1. HABERLER

  2. DERGİLER

  3. Maria Hadjipavlou ile (Savaş Suçu olarak) Tecavüz Üzerine...
Maria Hadjipavlou ile (Savaş Suçu olarak) Tecavüz Üzerine...

Maria Hadjipavlou ile (Savaş Suçu olarak) Tecavüz Üzerine...

Maria Hadjipavlou ile (Savaş Suçu olarak) Tecavüz Üzerine...

A+A-


Rebecca Bryant
[email protected]

Pembe Behçetoğulları
[email protected]

Rebecca’nın fikriydi bu röportaj. Doğuş Derya’nın Meclis’teki ‘her iki toplum da acı çekti. 74’te Kıbrıslı Rum kadınların tecavüze uğradığını da biliyoruz; o kadar ki kürtaj serbest bırakılmıştı’ anlamına gelen sözlerinden sonra Rebecca, Maria Hadjipavlou ile bir randevu ayarladı. Röportajı birlikte yaptık –söyleştik. Sonra röportajı basmayı özel bir ‘geçmişle yüzleşme’ sayısı için birkaç hafta ertelemeye karar verdik; ancak Özgecan’ın tecavüz edilip öldürülmesiyle birlikte, tartışmaya bu anlamda katkı koyacağını düşündüğümüz için röportajın ilk kısmını yayınlamaya karar verdik.
Başlıkta ‘savaş suçu’nu paranteze aldık; bu hem röportaj boyunca yapılan vurgulara dikkat çekmek için yapıldı, çünkü tecavüz olup bittikten sonra, aşağıda da okuyacağınız üzere, toplumların onunla ilgili algı ve davranışları da tecavüz düşüncesiyle uyum içinde; hem de tecavüzün savaşlarla sınırlandırılamayacağına her gün yeniden yeniden tanıklık ettiğimiz için!

RB: Tecavüzü başka tür zulümlerden, başka tür suçlardan nasıl ayırt edersiniz?
MH: Çatışma ve savaş zamanlarında ve özellikle son zamanlarda, özellikle Bosna’dan başlayarak Rwanda, Kongo ve Somali’de devam ederek, tecavüzün savaş suçu olarak kabul edilmesiyle birlikte tecavüz olayı daha konuşulur bir hale gelmeye başladı. Bir de tecavüzün savaş suçu olduğunu ve faillerin yargılanması gerektiğini söyleyen BM Güvenlik Konseyi kararları, özellikle –savaş zamanlarındaki tecavüzden tecavüz yapanı sorumlu tutan ve bu konuda adaleti sağlamak için mekanizmalar yaratmaya çalışan- 1325, bu konuda çok yardımcı oldu.
Tecavüz başka suçlardan niçin farklıdır? Bedensel bütünlüğün ihlalidir [violation of bodily integrity], başka bedensel suçlardan bence daha fazla etki bırakır. İşkence tabii ki çok zordur, tecavüz mağdurları da işkence görür. Ayrıca kadınlar istemeden düşmandan hamile de kalabilirler, toplumun gözünde namusları kirlenmiştir artık. Artık birer utanç objesi haline getirilirler. Bazı toplumlarda kürtaj iyi karşılanmadığından, bu korkunç olay kadın ve ailesi için taşıyamayacakları bir yük haline gelebilir.

■ Kayıt Listesi
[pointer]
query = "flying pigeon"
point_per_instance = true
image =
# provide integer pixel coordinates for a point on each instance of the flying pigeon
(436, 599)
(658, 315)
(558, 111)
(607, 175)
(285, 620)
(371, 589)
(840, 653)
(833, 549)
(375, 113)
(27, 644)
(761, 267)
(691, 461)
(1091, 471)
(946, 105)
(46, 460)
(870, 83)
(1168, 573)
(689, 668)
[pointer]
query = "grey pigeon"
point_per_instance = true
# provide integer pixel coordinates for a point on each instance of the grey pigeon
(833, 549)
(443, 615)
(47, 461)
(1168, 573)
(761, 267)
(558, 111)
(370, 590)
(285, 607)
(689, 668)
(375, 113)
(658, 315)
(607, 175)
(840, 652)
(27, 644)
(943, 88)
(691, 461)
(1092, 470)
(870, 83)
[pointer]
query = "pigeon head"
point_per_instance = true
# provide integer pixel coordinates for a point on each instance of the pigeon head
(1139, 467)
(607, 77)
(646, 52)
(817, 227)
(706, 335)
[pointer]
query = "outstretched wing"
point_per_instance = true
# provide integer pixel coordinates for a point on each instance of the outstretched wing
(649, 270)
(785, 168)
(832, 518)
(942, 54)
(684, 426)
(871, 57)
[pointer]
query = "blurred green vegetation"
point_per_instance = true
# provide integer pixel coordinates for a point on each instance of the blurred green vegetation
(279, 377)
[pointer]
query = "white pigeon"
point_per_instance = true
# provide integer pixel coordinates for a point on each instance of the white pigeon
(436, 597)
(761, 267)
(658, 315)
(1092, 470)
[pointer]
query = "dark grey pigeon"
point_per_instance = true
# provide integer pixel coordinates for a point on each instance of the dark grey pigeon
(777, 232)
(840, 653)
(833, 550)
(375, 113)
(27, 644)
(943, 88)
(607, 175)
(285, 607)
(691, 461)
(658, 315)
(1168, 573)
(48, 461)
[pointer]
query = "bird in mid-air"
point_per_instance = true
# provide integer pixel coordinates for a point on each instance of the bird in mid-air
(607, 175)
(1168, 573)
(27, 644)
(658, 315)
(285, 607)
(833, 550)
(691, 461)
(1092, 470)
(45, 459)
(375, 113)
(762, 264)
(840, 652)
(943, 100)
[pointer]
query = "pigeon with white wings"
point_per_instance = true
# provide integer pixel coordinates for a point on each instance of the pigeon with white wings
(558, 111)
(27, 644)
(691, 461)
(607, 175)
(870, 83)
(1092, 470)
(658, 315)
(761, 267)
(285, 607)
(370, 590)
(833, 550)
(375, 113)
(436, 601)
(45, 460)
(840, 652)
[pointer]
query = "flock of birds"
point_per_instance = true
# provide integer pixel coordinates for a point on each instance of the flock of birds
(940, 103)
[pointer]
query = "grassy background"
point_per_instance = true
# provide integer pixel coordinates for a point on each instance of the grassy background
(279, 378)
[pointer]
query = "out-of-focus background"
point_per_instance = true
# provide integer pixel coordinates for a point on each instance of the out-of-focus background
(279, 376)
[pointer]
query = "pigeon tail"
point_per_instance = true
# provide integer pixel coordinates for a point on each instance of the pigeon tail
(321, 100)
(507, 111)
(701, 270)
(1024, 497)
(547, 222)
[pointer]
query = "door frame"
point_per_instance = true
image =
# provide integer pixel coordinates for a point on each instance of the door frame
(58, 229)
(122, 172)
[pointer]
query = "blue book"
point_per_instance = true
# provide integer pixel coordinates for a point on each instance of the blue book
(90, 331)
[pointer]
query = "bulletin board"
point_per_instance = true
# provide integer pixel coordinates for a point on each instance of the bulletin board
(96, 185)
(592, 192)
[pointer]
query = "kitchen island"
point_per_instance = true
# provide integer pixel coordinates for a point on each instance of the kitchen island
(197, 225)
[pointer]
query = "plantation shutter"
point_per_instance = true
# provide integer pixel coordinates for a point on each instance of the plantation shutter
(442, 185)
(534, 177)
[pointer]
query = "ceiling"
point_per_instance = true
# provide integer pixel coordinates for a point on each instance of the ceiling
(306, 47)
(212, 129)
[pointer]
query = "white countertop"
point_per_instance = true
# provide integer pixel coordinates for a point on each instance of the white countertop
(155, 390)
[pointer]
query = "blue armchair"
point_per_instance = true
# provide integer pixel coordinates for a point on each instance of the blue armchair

■ Alıştırma
Maria Hadjipavlou ile tecavüz üzerine yapılan söyleşiyi son cümlesinden sonra sürdürün.

■ Alıştırma Sonucu
Savaş zamanlarında kadınların vücutlarının bir çeşit ganimet olarak kullanılması da trajedinin başka bir boyutudur. Tecavüz savaş alanlarında bir silah olarak da kullanılabilir ayrıca. Çünkü kadın tecavüze uğradığında, diğer tarafın erkekleri ‘kadınlarını koruyacak kadar cesur ve güçlü olmayan erkekler’ durumuna sokulurlar. Yine bu tip hareketlerin arka planında düşmanın erkeklerinin yeteri kadar ‘erkek’ olmadıkları gerekçesiyle onları aşağılama düşüncesi ve oyunu yatar. Bu tip düşünce yapısı öteki erkeğin koruması gereken kadınlara ve çocuklara şiddet kullanılmasını teşvik eder. Tecavüzün, suç olarak bu kadar katmanlı olması, onu bu kadar zor anlaşılan ve yüzleşilen bir suç kılıyor.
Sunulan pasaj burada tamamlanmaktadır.